===== Records supplied

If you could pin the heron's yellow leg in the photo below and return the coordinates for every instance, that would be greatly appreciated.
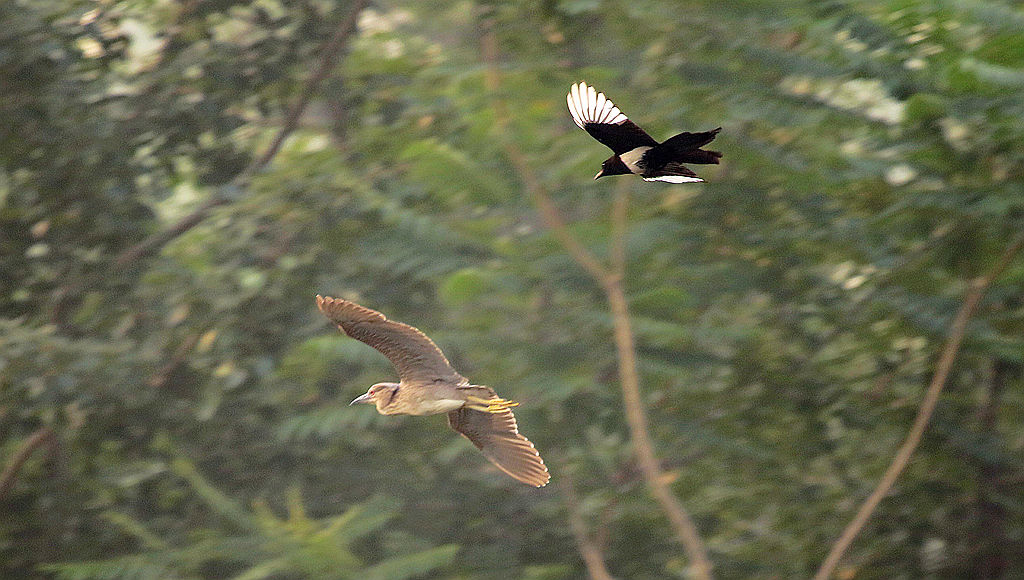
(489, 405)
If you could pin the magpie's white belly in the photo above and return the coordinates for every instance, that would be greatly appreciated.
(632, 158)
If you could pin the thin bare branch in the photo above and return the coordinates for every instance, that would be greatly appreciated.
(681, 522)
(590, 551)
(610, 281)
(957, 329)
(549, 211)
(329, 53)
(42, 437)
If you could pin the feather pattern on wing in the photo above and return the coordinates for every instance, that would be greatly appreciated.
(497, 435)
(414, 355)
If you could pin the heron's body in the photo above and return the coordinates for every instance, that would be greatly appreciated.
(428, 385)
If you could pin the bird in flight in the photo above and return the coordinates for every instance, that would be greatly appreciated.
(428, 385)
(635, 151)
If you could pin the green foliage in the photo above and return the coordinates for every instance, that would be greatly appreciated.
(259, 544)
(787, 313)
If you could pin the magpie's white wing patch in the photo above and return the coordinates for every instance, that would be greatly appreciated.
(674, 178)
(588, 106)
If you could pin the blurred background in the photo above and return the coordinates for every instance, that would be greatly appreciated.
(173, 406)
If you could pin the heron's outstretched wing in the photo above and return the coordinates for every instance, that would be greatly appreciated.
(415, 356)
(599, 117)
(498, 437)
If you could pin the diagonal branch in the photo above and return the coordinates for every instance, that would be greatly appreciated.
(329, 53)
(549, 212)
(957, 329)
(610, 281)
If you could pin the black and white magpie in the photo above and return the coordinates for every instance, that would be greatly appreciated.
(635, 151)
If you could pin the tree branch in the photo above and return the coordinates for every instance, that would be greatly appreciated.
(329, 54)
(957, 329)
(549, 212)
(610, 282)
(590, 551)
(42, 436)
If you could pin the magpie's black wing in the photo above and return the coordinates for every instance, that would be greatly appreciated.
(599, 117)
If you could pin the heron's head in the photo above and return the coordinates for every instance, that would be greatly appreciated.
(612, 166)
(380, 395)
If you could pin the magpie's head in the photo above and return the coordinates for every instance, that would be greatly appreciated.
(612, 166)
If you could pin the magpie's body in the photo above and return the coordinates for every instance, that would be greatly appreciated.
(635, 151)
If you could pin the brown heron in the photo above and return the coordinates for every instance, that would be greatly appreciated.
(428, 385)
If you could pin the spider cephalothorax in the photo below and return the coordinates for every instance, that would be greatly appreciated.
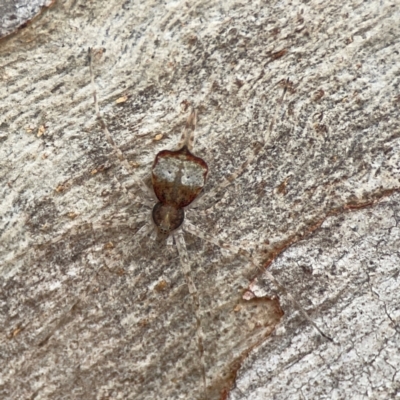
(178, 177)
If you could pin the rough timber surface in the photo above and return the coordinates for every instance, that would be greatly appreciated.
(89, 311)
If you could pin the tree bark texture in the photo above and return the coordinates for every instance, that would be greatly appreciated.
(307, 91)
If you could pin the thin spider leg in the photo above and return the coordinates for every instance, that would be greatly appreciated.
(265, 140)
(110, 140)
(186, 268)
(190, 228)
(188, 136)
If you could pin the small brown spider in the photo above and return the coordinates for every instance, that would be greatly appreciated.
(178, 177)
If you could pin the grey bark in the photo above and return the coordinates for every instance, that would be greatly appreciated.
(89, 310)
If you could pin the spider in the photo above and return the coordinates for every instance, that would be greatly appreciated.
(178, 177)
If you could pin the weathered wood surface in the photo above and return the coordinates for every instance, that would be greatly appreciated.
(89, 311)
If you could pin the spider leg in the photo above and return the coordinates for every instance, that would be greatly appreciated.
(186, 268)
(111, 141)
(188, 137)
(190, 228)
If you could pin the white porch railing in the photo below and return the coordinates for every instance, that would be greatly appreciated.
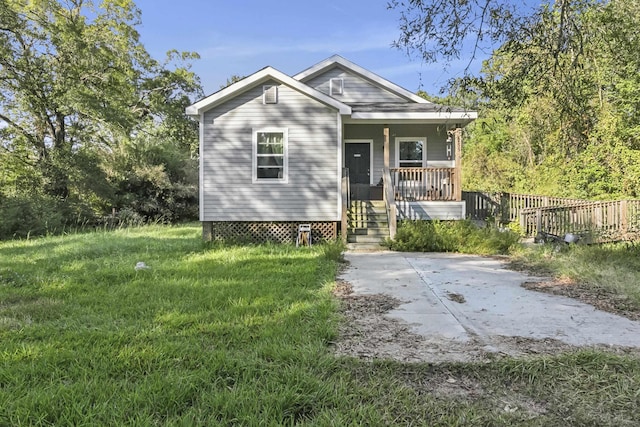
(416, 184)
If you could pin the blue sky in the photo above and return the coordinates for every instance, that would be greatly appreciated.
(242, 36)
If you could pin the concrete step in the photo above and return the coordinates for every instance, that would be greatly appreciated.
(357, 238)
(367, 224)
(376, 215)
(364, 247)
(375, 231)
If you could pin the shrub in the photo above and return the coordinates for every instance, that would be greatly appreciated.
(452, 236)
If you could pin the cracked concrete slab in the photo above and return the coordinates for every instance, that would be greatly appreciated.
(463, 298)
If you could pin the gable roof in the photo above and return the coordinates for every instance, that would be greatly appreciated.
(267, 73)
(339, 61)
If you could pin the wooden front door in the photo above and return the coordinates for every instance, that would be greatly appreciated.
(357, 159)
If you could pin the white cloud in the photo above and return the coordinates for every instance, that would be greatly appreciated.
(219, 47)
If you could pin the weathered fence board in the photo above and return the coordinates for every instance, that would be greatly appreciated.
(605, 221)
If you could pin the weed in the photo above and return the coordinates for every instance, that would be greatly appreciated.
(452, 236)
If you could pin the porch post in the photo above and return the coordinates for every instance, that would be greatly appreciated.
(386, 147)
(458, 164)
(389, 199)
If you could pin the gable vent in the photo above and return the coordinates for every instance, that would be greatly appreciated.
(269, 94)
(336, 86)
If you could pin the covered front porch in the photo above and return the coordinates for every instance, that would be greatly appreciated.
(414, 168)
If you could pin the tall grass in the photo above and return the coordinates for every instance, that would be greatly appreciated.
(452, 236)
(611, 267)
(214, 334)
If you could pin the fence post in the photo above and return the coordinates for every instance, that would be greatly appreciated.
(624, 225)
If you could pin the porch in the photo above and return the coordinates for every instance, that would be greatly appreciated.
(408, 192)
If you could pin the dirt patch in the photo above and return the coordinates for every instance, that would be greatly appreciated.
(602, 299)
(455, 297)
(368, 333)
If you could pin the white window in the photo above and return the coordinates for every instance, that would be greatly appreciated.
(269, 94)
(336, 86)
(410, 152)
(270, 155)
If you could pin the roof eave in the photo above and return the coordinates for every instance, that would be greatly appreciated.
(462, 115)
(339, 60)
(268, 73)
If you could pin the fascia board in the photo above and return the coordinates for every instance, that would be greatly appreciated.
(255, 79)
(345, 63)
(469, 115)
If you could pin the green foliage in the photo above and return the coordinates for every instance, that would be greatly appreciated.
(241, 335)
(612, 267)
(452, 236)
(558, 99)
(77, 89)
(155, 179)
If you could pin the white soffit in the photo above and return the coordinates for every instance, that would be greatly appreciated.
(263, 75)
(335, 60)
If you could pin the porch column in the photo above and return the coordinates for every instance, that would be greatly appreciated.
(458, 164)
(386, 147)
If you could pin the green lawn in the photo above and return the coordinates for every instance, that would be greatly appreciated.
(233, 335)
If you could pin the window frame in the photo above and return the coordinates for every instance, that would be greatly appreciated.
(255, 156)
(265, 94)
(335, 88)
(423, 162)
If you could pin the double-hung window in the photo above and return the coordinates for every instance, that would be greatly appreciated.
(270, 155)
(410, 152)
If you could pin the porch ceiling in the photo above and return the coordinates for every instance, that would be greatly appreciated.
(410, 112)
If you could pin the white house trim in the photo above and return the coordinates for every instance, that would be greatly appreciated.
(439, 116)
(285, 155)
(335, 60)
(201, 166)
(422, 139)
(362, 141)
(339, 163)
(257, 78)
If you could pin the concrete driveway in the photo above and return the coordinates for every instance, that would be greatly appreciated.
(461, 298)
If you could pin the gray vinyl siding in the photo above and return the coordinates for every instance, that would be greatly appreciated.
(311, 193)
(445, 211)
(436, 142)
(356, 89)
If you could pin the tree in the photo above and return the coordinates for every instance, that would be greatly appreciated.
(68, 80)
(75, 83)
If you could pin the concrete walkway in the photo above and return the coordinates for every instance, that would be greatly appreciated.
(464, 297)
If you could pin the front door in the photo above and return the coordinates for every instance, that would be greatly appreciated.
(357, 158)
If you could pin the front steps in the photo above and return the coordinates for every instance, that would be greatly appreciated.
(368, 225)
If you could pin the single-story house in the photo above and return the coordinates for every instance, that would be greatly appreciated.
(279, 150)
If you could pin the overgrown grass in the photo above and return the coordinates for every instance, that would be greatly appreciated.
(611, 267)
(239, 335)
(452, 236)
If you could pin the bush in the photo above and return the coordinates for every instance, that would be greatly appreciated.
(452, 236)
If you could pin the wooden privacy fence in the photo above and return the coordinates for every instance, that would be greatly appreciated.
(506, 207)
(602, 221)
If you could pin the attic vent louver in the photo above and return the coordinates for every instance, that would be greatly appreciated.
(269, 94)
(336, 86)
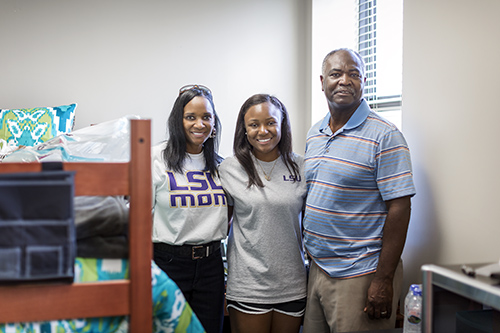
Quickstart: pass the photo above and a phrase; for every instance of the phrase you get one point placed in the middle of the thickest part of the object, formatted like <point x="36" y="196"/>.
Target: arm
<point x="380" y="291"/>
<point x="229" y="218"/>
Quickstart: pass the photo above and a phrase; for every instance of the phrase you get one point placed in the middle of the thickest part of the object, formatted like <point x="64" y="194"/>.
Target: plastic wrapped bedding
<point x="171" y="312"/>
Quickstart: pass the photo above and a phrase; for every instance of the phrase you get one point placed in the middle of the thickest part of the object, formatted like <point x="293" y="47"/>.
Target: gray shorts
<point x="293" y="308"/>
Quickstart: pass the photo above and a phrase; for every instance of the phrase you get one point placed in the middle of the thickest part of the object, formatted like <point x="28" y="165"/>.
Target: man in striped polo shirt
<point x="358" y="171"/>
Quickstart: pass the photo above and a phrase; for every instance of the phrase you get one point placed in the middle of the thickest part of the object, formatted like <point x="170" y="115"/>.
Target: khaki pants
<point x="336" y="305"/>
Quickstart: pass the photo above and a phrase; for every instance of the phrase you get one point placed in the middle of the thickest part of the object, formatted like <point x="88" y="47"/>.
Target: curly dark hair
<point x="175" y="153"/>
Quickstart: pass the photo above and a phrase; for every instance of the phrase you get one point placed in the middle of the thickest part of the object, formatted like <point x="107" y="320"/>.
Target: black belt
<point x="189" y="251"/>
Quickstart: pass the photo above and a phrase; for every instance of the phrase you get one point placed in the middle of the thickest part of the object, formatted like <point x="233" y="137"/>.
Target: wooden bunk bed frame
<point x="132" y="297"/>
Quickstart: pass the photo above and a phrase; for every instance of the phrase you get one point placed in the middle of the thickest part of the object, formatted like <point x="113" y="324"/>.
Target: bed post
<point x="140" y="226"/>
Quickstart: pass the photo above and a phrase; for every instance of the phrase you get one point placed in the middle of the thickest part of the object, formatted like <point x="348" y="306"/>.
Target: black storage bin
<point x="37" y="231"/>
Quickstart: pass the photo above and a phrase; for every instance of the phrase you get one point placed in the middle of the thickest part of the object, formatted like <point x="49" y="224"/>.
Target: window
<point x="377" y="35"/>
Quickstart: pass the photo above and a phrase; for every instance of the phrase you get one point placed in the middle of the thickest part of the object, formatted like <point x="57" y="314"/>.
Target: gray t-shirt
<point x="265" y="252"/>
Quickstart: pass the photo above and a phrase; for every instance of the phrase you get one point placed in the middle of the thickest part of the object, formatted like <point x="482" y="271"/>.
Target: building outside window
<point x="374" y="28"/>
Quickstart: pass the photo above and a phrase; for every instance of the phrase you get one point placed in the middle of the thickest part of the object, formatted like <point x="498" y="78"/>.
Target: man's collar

==========

Exactly the lines from the one containing "Target: building outside window" through the end of the records should be reproduced, and no others.

* [Response box]
Target: building outside window
<point x="374" y="28"/>
Quickstart: pass the photo above and a phrase; for every instance of the phrase you get one point placed in the middle of the thickest part of the object, formatted like <point x="498" y="78"/>.
Target: man's collar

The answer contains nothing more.